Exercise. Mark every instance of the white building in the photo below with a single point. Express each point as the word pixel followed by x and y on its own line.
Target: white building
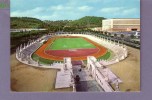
pixel 119 25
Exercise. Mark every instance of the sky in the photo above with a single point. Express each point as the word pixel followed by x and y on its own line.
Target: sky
pixel 75 9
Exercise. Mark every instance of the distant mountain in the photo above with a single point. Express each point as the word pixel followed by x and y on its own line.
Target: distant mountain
pixel 26 22
pixel 87 21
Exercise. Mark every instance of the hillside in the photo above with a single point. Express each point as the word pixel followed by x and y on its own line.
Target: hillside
pixel 87 21
pixel 26 22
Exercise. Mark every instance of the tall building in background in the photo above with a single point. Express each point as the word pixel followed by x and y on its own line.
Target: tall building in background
pixel 121 25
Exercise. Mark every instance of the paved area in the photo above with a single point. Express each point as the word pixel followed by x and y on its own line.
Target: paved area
pixel 88 86
pixel 63 79
pixel 87 83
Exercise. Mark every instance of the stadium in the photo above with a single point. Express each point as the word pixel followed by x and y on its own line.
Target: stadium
pixel 69 53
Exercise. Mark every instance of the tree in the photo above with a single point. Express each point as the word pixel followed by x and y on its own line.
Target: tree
pixel 122 35
pixel 132 36
pixel 115 35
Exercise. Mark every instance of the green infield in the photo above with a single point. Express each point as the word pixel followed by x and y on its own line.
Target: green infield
pixel 70 43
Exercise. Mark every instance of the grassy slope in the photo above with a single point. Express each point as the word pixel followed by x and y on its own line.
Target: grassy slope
pixel 70 43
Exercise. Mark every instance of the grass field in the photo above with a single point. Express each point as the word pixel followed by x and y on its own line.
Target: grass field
pixel 70 43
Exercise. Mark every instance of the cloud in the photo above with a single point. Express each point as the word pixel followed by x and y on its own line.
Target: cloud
pixel 85 8
pixel 74 9
pixel 111 9
pixel 30 13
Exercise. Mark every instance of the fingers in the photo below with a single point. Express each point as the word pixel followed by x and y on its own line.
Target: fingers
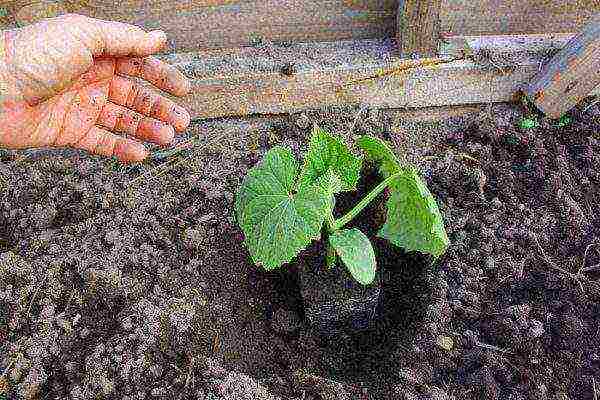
pixel 102 142
pixel 120 119
pixel 113 38
pixel 162 75
pixel 132 95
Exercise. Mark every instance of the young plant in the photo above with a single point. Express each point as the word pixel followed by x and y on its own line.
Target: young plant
pixel 282 211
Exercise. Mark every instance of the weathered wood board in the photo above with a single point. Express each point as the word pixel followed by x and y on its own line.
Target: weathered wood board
pixel 248 80
pixel 570 75
pixel 503 17
pixel 207 24
pixel 418 27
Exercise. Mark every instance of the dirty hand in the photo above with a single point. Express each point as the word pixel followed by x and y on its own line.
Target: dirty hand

→ **Challenge**
In the records above, find the line with "Exercise. Mark every instance of the cloud" and copy from it through the last line exactly, without the pictures.

→ **Exercise answer**
Exercise. Mark every instance of the cloud in the photo above with a single point. Express each point as the word pixel followed by x and y on its own line.
Target: cloud
pixel 85 8
pixel 74 9
pixel 111 9
pixel 30 13
Exercise. Mark every instance of the fingers in the photo below with a single point. Express each point as the word pixel followed by x and y on its own line.
Target: fingers
pixel 102 142
pixel 120 119
pixel 113 38
pixel 162 75
pixel 132 95
Exercise. Mark every instance of the young plant in the photo above with a single point. Express each point as the word pixel followed by x and y on its own line.
Target: young plant
pixel 282 211
Exercise. Mark every instance of the weathered wood board in the photo above with a single point. Express each point as the word pixel followed by x and y on its own line.
Target: weathered wood board
pixel 248 80
pixel 570 75
pixel 503 17
pixel 207 24
pixel 418 27
Exercise. Mark every instance of the dirty hand in the photo above with a single point. Express each point as the word pixel followed by x and y on its own line.
Target: dirty hand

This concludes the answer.